> **Requirement**
Please filter the data below and copy every line that contains the string "sunglasses". Case counts, so match it with the same capitalization.

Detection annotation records
____
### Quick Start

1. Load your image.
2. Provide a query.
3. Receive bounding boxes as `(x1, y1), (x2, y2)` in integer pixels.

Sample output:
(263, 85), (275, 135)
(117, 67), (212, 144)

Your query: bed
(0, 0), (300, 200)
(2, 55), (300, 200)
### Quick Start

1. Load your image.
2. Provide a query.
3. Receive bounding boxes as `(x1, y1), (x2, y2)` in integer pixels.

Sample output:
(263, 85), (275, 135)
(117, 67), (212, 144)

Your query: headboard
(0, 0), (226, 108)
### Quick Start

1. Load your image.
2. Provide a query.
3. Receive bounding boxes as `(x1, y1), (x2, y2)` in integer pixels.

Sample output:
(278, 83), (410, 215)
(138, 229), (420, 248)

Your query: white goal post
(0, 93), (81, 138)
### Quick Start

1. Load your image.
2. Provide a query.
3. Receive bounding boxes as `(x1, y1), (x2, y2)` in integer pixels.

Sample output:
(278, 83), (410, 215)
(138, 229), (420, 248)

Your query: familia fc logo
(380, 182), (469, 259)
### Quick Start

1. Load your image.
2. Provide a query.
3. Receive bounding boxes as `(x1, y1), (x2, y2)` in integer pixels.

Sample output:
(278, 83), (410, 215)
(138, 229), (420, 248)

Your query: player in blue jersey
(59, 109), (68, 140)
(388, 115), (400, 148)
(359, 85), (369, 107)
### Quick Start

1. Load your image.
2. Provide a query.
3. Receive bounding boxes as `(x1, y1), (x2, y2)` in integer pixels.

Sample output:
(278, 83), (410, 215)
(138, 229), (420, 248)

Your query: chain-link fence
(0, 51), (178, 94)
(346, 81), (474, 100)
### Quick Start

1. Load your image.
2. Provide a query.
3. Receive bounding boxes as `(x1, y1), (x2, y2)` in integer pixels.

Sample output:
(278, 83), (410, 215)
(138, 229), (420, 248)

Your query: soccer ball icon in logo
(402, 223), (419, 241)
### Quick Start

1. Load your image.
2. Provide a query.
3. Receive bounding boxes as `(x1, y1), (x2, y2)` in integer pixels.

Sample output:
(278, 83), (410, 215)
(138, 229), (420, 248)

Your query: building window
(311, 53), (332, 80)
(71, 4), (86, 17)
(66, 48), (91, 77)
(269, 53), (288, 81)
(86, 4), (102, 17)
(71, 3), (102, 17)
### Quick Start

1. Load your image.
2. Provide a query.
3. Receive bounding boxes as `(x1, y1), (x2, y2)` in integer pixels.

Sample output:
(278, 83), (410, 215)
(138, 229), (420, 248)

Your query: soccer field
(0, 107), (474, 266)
____
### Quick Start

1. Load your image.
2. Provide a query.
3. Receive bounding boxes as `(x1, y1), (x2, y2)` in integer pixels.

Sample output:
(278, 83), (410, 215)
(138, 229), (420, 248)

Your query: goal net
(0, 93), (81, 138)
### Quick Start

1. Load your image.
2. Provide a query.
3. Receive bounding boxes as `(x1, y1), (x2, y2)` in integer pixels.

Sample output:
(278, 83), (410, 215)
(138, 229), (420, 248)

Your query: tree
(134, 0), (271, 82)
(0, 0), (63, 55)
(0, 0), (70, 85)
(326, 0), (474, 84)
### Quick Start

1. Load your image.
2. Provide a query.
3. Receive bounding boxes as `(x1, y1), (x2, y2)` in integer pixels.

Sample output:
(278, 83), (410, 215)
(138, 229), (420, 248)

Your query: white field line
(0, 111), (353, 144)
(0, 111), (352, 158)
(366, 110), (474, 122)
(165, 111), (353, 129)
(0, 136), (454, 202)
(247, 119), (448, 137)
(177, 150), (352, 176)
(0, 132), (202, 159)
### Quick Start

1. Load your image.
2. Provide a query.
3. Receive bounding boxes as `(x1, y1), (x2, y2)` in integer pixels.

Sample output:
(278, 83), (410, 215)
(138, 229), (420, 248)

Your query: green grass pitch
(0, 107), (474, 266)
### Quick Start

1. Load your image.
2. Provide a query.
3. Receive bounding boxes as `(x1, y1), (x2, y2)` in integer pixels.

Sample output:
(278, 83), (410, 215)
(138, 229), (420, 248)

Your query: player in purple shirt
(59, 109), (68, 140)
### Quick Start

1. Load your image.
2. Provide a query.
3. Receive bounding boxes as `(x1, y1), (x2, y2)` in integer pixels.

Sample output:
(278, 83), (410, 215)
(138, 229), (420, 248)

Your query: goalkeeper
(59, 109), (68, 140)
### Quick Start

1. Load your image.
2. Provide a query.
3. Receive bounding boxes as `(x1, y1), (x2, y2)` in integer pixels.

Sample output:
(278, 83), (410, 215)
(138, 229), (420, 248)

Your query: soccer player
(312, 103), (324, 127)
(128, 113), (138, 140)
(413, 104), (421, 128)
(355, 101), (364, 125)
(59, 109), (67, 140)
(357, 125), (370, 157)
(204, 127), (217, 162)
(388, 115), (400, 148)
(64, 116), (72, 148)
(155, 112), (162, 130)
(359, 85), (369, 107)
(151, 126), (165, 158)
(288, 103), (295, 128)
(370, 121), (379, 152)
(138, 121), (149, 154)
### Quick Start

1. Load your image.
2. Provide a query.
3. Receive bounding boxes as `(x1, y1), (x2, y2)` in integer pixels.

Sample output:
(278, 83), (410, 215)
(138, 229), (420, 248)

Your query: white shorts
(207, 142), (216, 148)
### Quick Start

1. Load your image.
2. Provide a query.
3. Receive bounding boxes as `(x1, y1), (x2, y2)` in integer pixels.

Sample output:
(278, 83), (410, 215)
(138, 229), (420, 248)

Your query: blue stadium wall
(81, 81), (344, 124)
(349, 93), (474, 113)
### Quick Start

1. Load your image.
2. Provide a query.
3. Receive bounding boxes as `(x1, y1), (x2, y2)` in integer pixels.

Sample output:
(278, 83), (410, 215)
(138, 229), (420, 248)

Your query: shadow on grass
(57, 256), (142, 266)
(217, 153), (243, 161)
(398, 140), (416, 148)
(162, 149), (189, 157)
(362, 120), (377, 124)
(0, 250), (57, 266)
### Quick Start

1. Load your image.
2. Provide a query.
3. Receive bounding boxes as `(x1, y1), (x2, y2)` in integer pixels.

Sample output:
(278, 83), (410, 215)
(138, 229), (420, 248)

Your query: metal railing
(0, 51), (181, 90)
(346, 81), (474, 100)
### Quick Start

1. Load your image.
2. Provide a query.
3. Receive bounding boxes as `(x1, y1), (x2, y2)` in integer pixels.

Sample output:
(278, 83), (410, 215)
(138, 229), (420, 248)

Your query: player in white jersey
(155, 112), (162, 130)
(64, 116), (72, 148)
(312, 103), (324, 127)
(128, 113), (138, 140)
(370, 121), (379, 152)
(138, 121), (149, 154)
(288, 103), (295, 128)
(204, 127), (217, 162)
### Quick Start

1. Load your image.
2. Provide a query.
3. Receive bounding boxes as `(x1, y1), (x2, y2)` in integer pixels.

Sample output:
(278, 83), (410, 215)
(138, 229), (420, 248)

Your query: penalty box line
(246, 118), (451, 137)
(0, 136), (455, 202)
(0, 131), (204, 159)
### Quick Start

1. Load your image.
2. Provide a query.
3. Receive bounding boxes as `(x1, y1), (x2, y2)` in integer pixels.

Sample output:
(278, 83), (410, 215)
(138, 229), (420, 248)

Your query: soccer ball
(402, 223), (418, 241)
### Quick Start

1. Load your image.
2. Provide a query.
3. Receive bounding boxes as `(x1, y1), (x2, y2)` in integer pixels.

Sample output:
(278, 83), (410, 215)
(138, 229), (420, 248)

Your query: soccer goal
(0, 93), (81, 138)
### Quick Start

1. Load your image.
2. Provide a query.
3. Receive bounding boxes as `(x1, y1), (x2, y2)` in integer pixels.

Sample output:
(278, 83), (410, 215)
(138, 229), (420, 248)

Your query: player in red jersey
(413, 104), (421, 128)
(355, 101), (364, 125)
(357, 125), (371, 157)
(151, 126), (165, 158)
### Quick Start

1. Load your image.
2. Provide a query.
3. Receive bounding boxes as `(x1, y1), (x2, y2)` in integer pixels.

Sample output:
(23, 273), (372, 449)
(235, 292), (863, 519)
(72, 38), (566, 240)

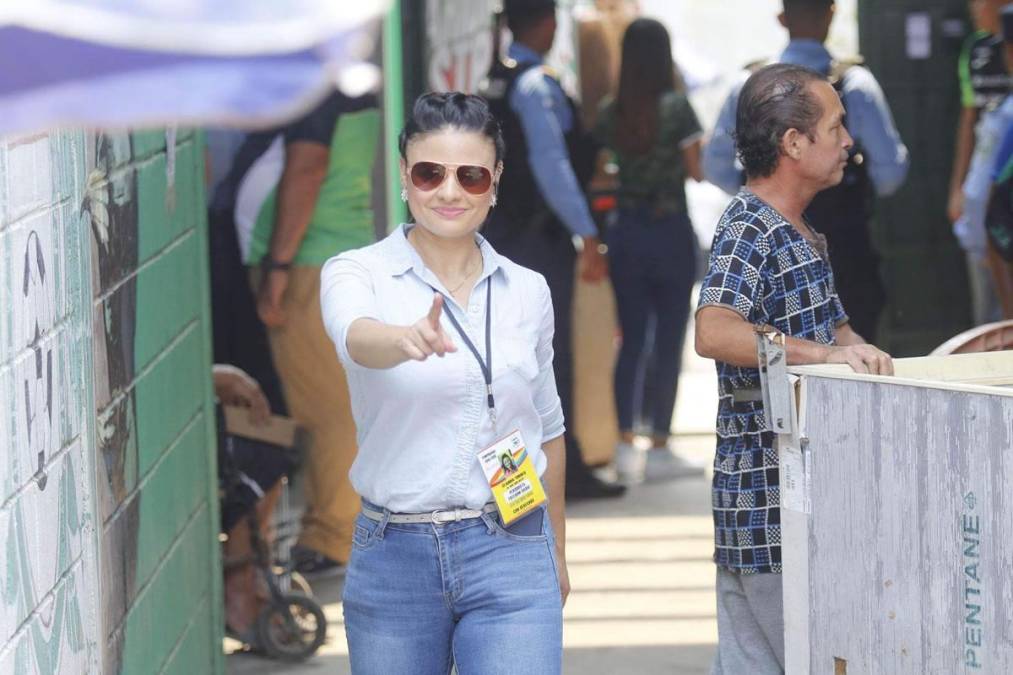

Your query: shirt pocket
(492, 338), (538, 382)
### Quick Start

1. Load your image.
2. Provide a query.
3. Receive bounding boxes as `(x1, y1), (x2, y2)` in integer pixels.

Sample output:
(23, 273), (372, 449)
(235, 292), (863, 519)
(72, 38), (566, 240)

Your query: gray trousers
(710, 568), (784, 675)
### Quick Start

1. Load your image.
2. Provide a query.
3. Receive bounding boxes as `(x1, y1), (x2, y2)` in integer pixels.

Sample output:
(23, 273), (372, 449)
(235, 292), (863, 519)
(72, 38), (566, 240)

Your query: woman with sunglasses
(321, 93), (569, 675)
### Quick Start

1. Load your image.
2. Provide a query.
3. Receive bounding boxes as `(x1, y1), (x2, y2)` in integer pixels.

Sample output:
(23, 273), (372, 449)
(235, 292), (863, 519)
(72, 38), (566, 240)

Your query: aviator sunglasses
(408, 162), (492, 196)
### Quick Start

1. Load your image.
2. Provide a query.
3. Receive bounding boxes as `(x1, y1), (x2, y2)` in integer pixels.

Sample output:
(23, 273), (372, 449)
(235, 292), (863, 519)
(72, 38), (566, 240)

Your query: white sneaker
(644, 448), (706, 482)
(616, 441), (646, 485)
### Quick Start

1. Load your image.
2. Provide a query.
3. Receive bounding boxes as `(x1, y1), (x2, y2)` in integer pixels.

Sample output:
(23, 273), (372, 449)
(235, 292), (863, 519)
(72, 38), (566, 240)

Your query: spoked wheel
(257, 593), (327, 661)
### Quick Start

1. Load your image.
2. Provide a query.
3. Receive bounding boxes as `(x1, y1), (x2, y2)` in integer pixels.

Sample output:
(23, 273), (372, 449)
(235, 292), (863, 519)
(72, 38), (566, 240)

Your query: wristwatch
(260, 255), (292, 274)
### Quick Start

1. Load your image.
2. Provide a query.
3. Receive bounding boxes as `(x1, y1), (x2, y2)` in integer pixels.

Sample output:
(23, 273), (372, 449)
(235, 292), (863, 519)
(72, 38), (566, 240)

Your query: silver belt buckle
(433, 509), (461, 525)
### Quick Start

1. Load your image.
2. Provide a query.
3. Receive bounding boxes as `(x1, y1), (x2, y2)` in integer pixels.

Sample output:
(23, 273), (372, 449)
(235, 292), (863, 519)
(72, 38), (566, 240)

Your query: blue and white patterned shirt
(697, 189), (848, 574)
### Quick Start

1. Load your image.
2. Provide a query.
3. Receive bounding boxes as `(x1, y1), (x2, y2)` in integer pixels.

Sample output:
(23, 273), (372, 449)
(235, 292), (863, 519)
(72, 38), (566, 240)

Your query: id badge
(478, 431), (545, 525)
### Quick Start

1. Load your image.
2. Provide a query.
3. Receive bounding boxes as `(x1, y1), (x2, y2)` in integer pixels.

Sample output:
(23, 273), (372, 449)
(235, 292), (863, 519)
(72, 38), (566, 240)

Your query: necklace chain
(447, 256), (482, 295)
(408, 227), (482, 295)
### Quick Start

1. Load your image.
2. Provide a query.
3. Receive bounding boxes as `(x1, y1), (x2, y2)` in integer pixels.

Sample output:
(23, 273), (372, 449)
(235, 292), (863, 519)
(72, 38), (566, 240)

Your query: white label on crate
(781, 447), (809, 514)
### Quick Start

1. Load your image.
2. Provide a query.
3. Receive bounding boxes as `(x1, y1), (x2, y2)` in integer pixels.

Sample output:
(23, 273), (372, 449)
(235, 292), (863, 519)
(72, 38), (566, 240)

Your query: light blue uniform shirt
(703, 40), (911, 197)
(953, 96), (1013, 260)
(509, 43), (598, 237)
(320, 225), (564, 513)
____
> **Task solution**
Your query: woman with sunglasses
Your query: aviator sunglasses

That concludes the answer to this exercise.